* WRITTEN PROBLEM *
Write out each of the following lines word for word, keeping them in their original order.

* Point-based annotation data *
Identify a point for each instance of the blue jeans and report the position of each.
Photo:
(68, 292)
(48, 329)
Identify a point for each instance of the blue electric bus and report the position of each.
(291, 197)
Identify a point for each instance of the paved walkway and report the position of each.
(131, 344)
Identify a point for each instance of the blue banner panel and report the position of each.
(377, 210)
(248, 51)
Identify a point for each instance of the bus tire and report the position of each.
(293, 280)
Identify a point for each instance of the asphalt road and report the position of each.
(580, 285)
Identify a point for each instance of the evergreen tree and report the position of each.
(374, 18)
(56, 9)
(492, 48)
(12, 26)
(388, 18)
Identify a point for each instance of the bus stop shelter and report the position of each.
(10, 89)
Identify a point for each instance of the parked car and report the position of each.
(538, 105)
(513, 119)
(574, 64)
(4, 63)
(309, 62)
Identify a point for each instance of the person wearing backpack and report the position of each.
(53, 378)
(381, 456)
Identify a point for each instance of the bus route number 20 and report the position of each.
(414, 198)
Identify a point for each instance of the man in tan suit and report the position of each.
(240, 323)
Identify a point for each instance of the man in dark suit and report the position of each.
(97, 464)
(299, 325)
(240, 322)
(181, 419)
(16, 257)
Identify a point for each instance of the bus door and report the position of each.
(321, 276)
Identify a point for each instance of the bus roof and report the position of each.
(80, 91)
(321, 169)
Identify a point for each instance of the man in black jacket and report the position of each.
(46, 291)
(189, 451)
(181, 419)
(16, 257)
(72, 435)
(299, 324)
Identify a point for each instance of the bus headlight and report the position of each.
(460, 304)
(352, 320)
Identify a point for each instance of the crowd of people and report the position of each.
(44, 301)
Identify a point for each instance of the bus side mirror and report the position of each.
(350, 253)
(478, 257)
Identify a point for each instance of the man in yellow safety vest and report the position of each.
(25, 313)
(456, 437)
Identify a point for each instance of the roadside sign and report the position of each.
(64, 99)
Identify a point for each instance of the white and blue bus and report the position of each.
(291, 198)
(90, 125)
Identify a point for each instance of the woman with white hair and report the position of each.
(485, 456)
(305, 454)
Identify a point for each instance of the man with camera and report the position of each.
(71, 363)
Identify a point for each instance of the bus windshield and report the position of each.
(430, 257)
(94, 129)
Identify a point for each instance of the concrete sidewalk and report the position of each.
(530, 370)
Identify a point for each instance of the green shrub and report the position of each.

* WRITTEN SOLUTION *
Identify a point for each instance of the blue jeans and report the position of each.
Photo:
(68, 292)
(48, 329)
Identify a point for each instance of the blue electric bus and report the position of each.
(291, 197)
Identify a point for each instance of the paved walkway and report the position of each.
(131, 344)
Identify a point for each instance of the blue banner panel and report the position of each.
(377, 210)
(248, 51)
Identify a point for each instance of the bus tire and report the position of each.
(293, 280)
Identify a point for each instance of the asphalt road and report the position of each.
(580, 285)
Identify a point for each instance of the evergreen tree and report the position of each.
(374, 18)
(56, 9)
(492, 48)
(12, 26)
(388, 18)
Identify a point for each instance of the bus stop shelter and report the position of each.
(10, 89)
Identify a point for each instance of the parked car and report the position of each.
(538, 105)
(513, 119)
(574, 64)
(4, 63)
(309, 62)
Identify a point for each instance of the person wearing backpack and report the position of each.
(53, 378)
(381, 456)
Identify a point for each instance of the bus route number 20 and report the position of each.
(414, 198)
Identify a point for each instance of the man in tan suit and report the position of each.
(240, 323)
Identify a point for each instance of the man in dark suit and report the position of each.
(97, 464)
(299, 325)
(240, 322)
(181, 419)
(16, 257)
Identify a point for each instance of the bus door and report the position of each.
(321, 276)
Identify a point for each instance of the bus roof and report the position of each.
(80, 91)
(321, 169)
Identify a point for each instance of the man in black jacket and report the position of each.
(46, 291)
(189, 451)
(181, 419)
(16, 257)
(72, 435)
(299, 324)
Identify a point for each instance of the bus headlight and report the position of each.
(460, 304)
(352, 320)
Identify a point for each instance of the crowd of people and report the position of each.
(44, 301)
Identify a point for each instance of the bus side mirror and report the position of each.
(350, 253)
(478, 257)
Identify a point for each instance of the man in yellow safety vest and report the position of each.
(25, 313)
(456, 437)
Identify a point for each instance of the roadside sign and report the position of each.
(64, 99)
Identify a point for each instance of the white and blue bus and report the position of each.
(291, 198)
(90, 125)
Identify a point for each instance of the woman with white hair and report the position of each.
(485, 456)
(305, 454)
Identify a point for each instance of the man with camera and report the position of each.
(71, 363)
Identify a point for each instance of the bus windshield and report the position of each.
(430, 257)
(94, 129)
Identify a point for each instance of the concrete sidewalk and report the position of each.
(530, 370)
Identify a point for each instance of the green shrub and report the position of each.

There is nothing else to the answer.